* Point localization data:
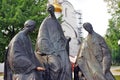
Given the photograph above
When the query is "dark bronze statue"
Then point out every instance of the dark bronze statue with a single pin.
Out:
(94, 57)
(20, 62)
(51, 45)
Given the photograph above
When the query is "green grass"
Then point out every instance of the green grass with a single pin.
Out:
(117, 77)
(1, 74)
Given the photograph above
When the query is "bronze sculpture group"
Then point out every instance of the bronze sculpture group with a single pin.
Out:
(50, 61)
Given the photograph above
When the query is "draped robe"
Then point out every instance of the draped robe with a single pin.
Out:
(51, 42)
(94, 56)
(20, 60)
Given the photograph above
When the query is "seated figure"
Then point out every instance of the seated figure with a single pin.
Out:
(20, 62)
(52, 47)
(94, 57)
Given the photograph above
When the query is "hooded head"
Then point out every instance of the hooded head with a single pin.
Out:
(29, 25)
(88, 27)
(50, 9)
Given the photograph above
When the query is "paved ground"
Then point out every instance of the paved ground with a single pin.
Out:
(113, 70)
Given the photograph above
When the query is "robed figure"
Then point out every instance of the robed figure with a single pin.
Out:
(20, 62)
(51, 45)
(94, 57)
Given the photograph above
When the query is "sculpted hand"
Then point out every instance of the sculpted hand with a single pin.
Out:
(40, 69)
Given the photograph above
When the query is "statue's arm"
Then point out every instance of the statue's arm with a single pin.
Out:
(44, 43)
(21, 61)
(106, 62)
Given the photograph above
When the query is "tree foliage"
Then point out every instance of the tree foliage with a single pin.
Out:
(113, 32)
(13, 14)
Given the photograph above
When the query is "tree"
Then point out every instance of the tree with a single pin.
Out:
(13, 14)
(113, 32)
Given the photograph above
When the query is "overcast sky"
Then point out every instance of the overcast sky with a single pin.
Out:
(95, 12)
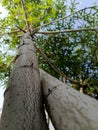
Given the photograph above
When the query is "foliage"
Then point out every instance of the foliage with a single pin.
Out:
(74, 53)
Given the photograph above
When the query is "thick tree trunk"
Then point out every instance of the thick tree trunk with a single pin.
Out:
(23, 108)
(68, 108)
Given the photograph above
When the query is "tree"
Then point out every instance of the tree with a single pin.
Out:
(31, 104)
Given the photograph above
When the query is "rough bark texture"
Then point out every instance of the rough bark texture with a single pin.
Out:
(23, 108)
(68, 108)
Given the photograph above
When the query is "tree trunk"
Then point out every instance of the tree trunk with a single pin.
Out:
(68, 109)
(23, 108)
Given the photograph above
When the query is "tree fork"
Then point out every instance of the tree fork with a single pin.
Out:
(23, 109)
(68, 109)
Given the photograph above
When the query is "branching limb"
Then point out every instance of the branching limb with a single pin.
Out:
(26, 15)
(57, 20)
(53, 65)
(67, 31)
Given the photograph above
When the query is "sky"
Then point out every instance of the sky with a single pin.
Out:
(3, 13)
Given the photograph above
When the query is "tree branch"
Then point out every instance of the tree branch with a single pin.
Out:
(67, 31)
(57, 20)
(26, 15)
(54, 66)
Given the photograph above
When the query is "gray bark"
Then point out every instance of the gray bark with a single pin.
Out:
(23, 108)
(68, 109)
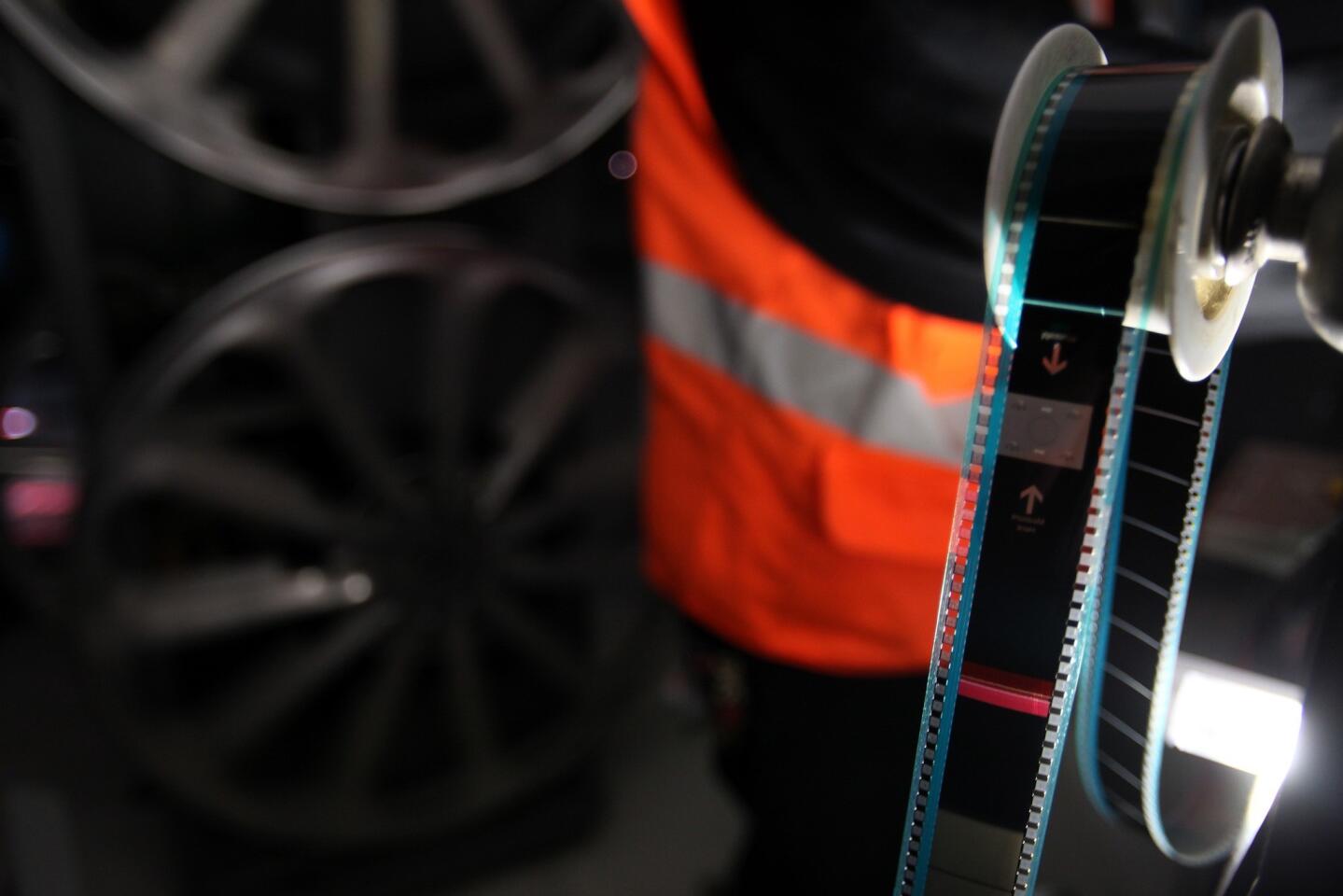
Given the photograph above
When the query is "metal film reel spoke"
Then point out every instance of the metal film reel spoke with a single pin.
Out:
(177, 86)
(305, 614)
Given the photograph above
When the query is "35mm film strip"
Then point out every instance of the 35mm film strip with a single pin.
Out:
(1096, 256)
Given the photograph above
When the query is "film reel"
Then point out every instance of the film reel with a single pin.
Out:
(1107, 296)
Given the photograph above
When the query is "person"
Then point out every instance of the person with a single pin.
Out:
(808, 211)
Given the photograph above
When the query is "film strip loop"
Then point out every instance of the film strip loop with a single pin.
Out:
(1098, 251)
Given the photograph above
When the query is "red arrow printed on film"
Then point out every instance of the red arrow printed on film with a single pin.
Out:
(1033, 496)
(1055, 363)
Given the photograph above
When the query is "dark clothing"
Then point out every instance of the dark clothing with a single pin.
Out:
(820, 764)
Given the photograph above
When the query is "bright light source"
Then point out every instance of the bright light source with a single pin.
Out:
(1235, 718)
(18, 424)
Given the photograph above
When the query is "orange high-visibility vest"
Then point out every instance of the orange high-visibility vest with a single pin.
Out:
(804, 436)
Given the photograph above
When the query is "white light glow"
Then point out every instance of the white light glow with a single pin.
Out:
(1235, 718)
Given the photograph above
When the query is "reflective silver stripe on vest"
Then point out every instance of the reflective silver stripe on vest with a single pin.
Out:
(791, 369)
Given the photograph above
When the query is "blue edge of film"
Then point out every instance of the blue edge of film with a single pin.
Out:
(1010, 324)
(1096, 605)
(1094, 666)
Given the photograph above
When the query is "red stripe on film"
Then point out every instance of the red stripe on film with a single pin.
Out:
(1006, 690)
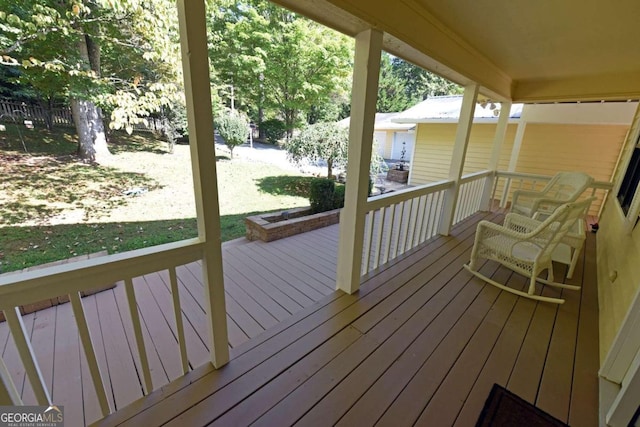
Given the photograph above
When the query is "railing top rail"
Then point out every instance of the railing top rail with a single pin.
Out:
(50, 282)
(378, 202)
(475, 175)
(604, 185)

...

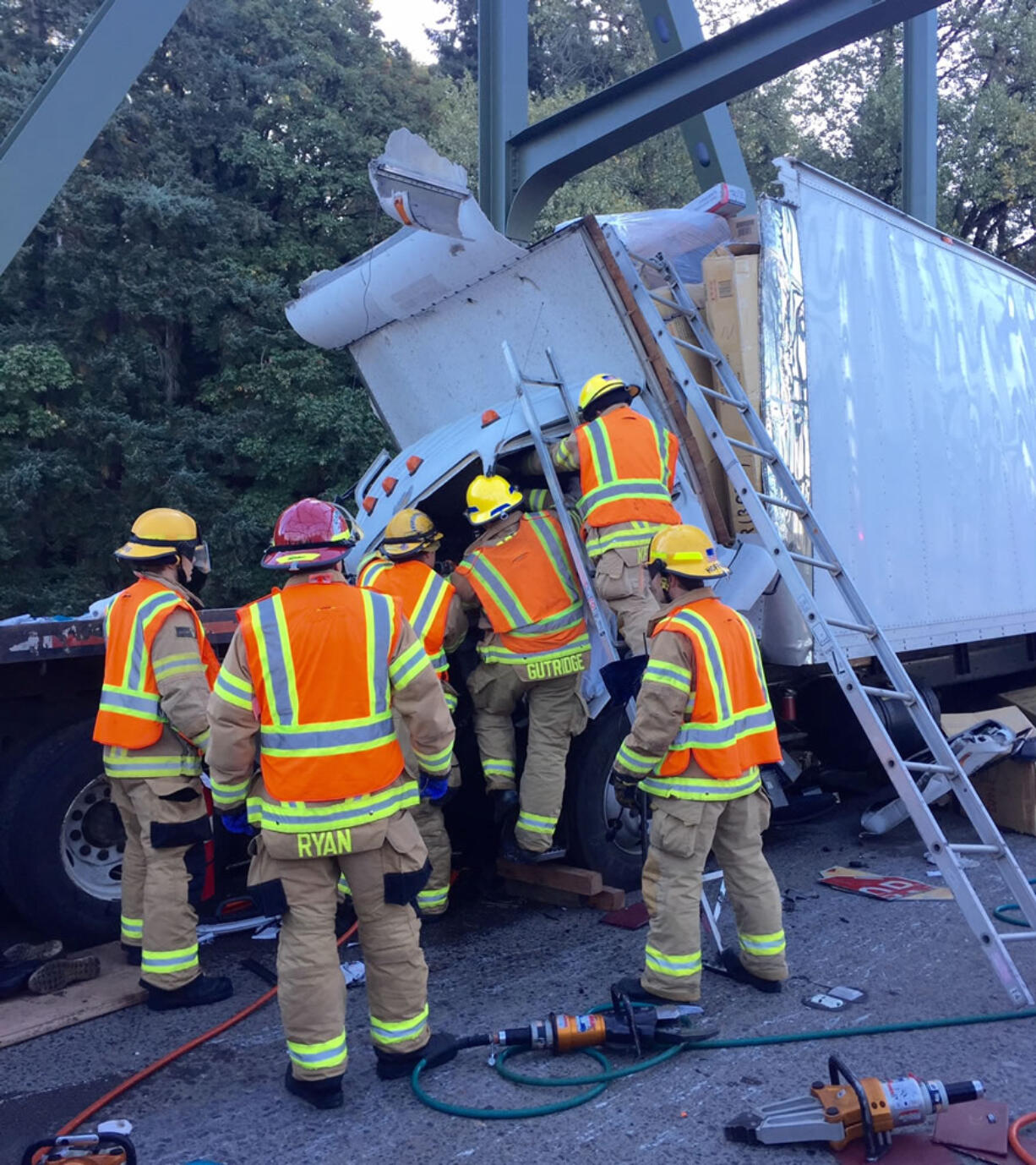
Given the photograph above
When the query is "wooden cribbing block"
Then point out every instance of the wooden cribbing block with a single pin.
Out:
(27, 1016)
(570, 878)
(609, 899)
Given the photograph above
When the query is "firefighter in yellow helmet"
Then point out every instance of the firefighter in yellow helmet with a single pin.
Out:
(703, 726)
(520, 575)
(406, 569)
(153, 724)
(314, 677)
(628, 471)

* Exercise goal:
Copy out, from the data above, every line holding the word "visibility".

* Completed exercise:
When the query is "orange high-visibility vest"
Then point out every instance of the orange high-visibility vest with a single pin.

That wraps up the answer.